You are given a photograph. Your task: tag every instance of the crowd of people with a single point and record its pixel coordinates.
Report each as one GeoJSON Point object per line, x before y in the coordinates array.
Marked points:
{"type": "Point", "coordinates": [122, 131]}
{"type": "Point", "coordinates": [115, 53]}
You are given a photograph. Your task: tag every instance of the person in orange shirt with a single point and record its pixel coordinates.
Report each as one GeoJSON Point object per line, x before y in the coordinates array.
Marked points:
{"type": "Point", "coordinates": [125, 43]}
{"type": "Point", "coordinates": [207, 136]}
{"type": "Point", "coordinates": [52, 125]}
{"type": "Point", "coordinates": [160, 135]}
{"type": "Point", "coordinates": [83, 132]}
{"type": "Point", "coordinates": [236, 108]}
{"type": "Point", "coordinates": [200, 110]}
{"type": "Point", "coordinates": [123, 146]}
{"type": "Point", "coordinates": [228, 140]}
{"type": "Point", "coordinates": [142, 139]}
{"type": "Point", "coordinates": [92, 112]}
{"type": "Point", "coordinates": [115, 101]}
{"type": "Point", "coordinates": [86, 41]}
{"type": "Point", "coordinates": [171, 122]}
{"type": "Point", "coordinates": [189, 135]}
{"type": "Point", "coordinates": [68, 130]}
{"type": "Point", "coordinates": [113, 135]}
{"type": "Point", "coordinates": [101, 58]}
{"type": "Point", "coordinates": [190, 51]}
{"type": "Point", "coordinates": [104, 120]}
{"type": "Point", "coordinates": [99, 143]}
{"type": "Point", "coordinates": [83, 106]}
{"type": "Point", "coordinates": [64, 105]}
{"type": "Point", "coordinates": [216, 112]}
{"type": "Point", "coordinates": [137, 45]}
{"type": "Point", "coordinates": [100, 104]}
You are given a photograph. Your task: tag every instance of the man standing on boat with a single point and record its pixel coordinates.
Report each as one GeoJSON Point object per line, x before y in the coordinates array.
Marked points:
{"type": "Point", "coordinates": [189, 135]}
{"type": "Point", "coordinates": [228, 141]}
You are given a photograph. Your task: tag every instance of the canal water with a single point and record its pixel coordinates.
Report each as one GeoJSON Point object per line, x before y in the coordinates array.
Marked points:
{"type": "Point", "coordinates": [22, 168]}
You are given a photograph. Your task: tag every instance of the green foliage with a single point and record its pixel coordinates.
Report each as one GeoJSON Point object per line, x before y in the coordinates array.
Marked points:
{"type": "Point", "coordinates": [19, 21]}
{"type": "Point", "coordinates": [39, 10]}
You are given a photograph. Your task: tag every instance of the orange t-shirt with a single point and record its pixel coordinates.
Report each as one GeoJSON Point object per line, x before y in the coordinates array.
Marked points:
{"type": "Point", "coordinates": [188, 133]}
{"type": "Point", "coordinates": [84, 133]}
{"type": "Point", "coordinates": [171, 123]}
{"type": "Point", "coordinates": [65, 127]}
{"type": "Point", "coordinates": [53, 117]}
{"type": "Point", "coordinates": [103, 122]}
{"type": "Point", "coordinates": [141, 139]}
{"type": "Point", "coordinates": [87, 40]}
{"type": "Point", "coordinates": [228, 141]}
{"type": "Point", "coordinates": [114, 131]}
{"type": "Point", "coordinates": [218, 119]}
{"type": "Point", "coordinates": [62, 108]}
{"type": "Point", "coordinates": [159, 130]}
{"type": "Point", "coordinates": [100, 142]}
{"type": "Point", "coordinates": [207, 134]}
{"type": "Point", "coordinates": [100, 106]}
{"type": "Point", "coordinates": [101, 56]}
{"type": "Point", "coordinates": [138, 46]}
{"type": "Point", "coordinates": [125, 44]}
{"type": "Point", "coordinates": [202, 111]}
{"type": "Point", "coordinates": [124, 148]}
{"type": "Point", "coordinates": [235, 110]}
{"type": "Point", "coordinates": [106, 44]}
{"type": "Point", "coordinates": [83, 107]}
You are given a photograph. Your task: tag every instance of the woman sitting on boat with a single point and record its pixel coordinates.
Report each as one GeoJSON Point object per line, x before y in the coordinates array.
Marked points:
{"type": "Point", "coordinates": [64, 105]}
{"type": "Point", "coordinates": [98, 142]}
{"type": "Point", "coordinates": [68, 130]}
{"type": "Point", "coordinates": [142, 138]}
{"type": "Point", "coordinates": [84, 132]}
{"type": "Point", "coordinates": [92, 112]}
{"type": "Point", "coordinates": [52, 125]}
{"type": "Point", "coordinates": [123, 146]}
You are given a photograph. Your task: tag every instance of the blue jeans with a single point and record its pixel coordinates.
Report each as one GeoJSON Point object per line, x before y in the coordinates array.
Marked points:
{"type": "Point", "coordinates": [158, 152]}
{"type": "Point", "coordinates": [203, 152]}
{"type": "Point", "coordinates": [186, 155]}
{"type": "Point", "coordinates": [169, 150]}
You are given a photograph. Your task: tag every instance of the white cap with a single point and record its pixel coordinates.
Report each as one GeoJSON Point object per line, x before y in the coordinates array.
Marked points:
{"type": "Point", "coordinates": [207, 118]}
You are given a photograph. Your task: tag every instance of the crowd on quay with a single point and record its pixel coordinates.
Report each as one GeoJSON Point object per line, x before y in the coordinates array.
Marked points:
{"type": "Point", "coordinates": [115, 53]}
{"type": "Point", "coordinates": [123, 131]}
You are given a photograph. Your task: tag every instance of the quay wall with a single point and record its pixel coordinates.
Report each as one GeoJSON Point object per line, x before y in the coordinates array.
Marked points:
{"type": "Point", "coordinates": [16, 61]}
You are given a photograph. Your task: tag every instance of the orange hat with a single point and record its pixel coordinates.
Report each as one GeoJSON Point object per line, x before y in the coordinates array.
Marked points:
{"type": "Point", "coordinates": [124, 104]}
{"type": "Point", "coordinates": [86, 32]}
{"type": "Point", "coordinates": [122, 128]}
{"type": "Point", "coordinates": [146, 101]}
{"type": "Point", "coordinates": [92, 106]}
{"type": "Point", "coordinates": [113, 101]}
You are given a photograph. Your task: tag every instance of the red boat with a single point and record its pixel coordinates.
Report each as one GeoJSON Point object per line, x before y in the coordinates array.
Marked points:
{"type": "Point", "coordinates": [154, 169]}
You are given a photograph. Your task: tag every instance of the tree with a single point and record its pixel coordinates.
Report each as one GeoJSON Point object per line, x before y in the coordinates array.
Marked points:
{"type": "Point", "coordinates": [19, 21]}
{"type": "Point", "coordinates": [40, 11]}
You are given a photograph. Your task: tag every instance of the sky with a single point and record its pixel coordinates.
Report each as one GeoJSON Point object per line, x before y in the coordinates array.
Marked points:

Exercise directions: Return all of the data precisely as it appears.

Result:
You are given a photograph. Your task: tag every instance of the crowd of people with a single point and record its pixel coordinates.
Report each as one GeoJSON Point object per line, x before y in the coordinates array.
Marked points:
{"type": "Point", "coordinates": [122, 131]}
{"type": "Point", "coordinates": [115, 53]}
You are given a photograph. Your task: tag every instance of the person in orange shirt with a single point and record its pixel coordinates.
Report each as one GeoJSON Point object per line, x before y in the coordinates array.
Marked points:
{"type": "Point", "coordinates": [125, 43]}
{"type": "Point", "coordinates": [207, 136]}
{"type": "Point", "coordinates": [52, 125]}
{"type": "Point", "coordinates": [160, 135]}
{"type": "Point", "coordinates": [83, 132]}
{"type": "Point", "coordinates": [236, 108]}
{"type": "Point", "coordinates": [200, 110]}
{"type": "Point", "coordinates": [123, 146]}
{"type": "Point", "coordinates": [228, 140]}
{"type": "Point", "coordinates": [142, 139]}
{"type": "Point", "coordinates": [92, 112]}
{"type": "Point", "coordinates": [115, 101]}
{"type": "Point", "coordinates": [86, 41]}
{"type": "Point", "coordinates": [171, 122]}
{"type": "Point", "coordinates": [189, 135]}
{"type": "Point", "coordinates": [68, 130]}
{"type": "Point", "coordinates": [113, 135]}
{"type": "Point", "coordinates": [101, 58]}
{"type": "Point", "coordinates": [190, 51]}
{"type": "Point", "coordinates": [104, 120]}
{"type": "Point", "coordinates": [99, 143]}
{"type": "Point", "coordinates": [83, 106]}
{"type": "Point", "coordinates": [64, 105]}
{"type": "Point", "coordinates": [216, 112]}
{"type": "Point", "coordinates": [137, 45]}
{"type": "Point", "coordinates": [100, 104]}
You are given a photograph. Your task: tag every instance of the man standing on boat with a single point and record its pixel coordinates.
Report each as one GeoJSON Point object per line, x before y in the coordinates array.
Marked points:
{"type": "Point", "coordinates": [189, 135]}
{"type": "Point", "coordinates": [228, 141]}
You are given a photograph. Your task: tag every instance of the canal water with a single point and record its pixel coordinates.
Report each as one GeoJSON Point object per line, x before y in the coordinates array.
Marked points:
{"type": "Point", "coordinates": [22, 168]}
You are given a photograph. Your task: tag every instance of the green foliage with a single point and record its pixel coordinates.
Report each as one GeoJSON Point object per line, x before y in the coordinates array.
Marked points:
{"type": "Point", "coordinates": [19, 21]}
{"type": "Point", "coordinates": [39, 10]}
You are given a photograph. Your task: tag every instance of the orange t-shirt with a single point and record its pixel coordinates.
Report each as one GeoJSON Point object per line, x before y in the coordinates array.
Marked points:
{"type": "Point", "coordinates": [188, 133]}
{"type": "Point", "coordinates": [84, 133]}
{"type": "Point", "coordinates": [171, 123]}
{"type": "Point", "coordinates": [65, 127]}
{"type": "Point", "coordinates": [53, 117]}
{"type": "Point", "coordinates": [103, 122]}
{"type": "Point", "coordinates": [141, 139]}
{"type": "Point", "coordinates": [87, 40]}
{"type": "Point", "coordinates": [228, 141]}
{"type": "Point", "coordinates": [114, 131]}
{"type": "Point", "coordinates": [218, 119]}
{"type": "Point", "coordinates": [62, 108]}
{"type": "Point", "coordinates": [159, 130]}
{"type": "Point", "coordinates": [100, 142]}
{"type": "Point", "coordinates": [207, 134]}
{"type": "Point", "coordinates": [100, 106]}
{"type": "Point", "coordinates": [101, 56]}
{"type": "Point", "coordinates": [138, 46]}
{"type": "Point", "coordinates": [125, 44]}
{"type": "Point", "coordinates": [202, 111]}
{"type": "Point", "coordinates": [124, 148]}
{"type": "Point", "coordinates": [235, 110]}
{"type": "Point", "coordinates": [106, 44]}
{"type": "Point", "coordinates": [83, 107]}
You are given a photograph. Your task: tag every instance of the woman sitting on boat with a single point and record its pixel coordinates.
Report each as one GeoJSON Point object per line, x before y in the coordinates array.
Marked points:
{"type": "Point", "coordinates": [64, 105]}
{"type": "Point", "coordinates": [98, 142]}
{"type": "Point", "coordinates": [68, 130]}
{"type": "Point", "coordinates": [142, 138]}
{"type": "Point", "coordinates": [84, 132]}
{"type": "Point", "coordinates": [92, 112]}
{"type": "Point", "coordinates": [52, 125]}
{"type": "Point", "coordinates": [123, 146]}
You are given a photograph. Your task: tag every instance of the blue jeans with a single point and record its pixel coordinates.
Report each as one GeoJSON Point object per line, x before y in the coordinates array.
Marked points:
{"type": "Point", "coordinates": [158, 152]}
{"type": "Point", "coordinates": [203, 152]}
{"type": "Point", "coordinates": [186, 155]}
{"type": "Point", "coordinates": [169, 150]}
You are given a photograph. Your task: tag every instance of the white cap with a single point and record its pixel coordinates.
Report each as one GeoJSON Point object per line, x before y in the coordinates array.
Marked points:
{"type": "Point", "coordinates": [207, 118]}
You are given a photograph. Your task: tag every instance of the crowd on quay with a single point and record its pixel coordinates.
Report each as one GeoJSON Point object per line, x before y in the coordinates array.
Marked points:
{"type": "Point", "coordinates": [115, 53]}
{"type": "Point", "coordinates": [123, 131]}
You are given a photograph. Your task: tag every instance of the quay wall with a single point and record its pixel coordinates.
Report each as one GeoJSON Point object per line, x before y in the coordinates array.
Marked points:
{"type": "Point", "coordinates": [16, 61]}
You are given a photograph. Your task: tag every instance of the orange hat with a single point and record its pixel coordinates.
Report each as one GeoJSON Point object per line, x before y in the coordinates array.
Marked points:
{"type": "Point", "coordinates": [124, 104]}
{"type": "Point", "coordinates": [86, 32]}
{"type": "Point", "coordinates": [122, 128]}
{"type": "Point", "coordinates": [146, 101]}
{"type": "Point", "coordinates": [92, 106]}
{"type": "Point", "coordinates": [113, 101]}
You are given a photograph. Your task: tag every instance of the red boat with a single point and record its pixel coordinates.
Report each as one GeoJSON Point object per line, x before y in the coordinates array.
Marked points:
{"type": "Point", "coordinates": [154, 169]}
You are given a photograph. Your task: tag every instance of the tree with a single point and record its pixel coordinates.
Report each as one GeoJSON Point object per line, x before y in the coordinates array.
Marked points:
{"type": "Point", "coordinates": [19, 21]}
{"type": "Point", "coordinates": [40, 11]}
You are given a photograph. Your task: tag every instance of the sky with a single point and record its pixel coordinates.
Report each as one GeoJSON Point object per line, x before y in the coordinates array.
Marked points:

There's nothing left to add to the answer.